━━━ Supplied records ━━━

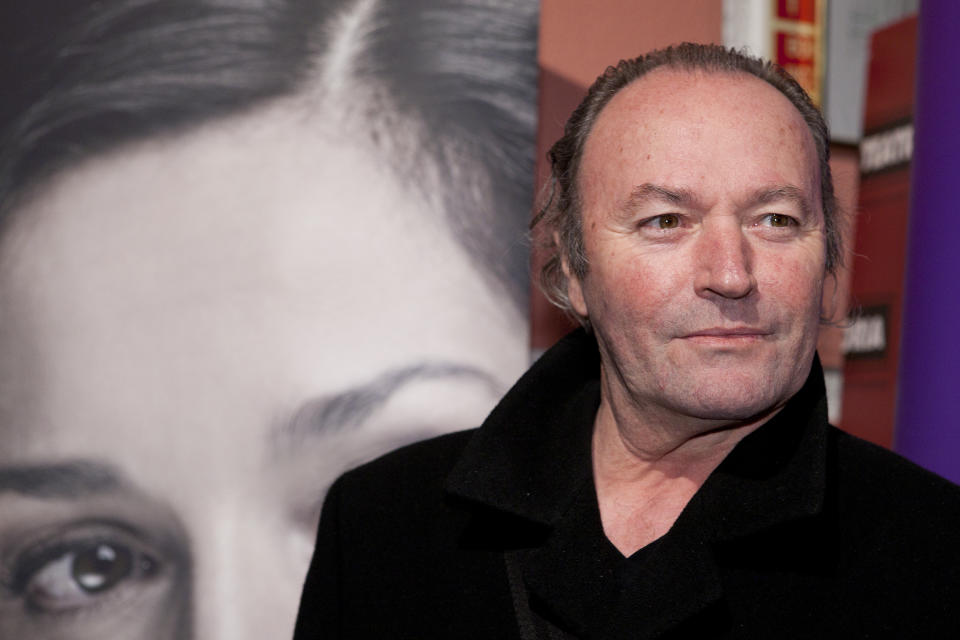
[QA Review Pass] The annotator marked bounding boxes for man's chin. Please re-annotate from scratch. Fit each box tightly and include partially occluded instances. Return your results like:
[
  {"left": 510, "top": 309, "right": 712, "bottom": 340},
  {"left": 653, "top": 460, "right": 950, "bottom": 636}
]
[{"left": 671, "top": 390, "right": 787, "bottom": 428}]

━━━

▶ The problem
Would you please set down the data above again exactly, without its pictures?

▶ Answer box
[QA Review Pass] The annotator marked bounding boxes for man's chin. Please re-annotate from scratch. Fit each box tightly and include partially occluded instances. Return your results like:
[
  {"left": 510, "top": 309, "right": 712, "bottom": 340},
  {"left": 653, "top": 460, "right": 950, "bottom": 636}
]
[{"left": 671, "top": 390, "right": 787, "bottom": 428}]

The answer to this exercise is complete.